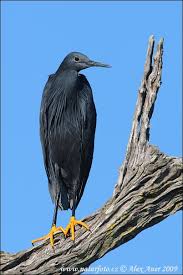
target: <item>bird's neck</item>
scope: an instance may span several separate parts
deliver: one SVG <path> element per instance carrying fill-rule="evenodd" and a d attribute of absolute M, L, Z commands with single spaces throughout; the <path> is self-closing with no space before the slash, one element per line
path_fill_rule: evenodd
<path fill-rule="evenodd" d="M 56 74 L 62 73 L 78 74 L 76 70 L 74 70 L 73 68 L 68 68 L 68 66 L 66 66 L 64 63 L 62 63 L 56 71 Z"/>
<path fill-rule="evenodd" d="M 77 96 L 78 72 L 75 70 L 62 70 L 56 73 L 57 87 L 60 87 L 62 94 L 69 100 Z"/>

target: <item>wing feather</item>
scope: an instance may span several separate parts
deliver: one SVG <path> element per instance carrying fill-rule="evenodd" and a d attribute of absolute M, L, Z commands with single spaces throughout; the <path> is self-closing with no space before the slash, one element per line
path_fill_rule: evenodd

★ ★ ★ ★ ★ ★ ★

# TASK INSTRUCTIONS:
In repeating the entries, exclude the pictures and alter nothing else.

# ANSWER:
target: <item>bird's neck</item>
scope: an instance may span several separate parts
deliver: one SVG <path> element per instance carrying fill-rule="evenodd" and a d attribute of absolute M, L, Z commands with single spaces throughout; the <path> is self-closing with no space before the slash, one element per line
path_fill_rule: evenodd
<path fill-rule="evenodd" d="M 56 74 L 62 73 L 78 74 L 76 70 L 74 70 L 73 68 L 68 68 L 68 66 L 66 66 L 64 63 L 62 63 L 56 71 Z"/>
<path fill-rule="evenodd" d="M 77 96 L 78 72 L 75 70 L 62 70 L 56 73 L 57 87 L 60 87 L 62 94 L 69 100 Z"/>

target: <item>wing feather</item>
scope: an instance may span several separate parts
deliver: one SVG <path> element per instance carrying fill-rule="evenodd" and a d attribute of absolute M, L, Z commands with single spaces throughout; the <path> is self-closing with no space before the slash, one element per line
path_fill_rule: evenodd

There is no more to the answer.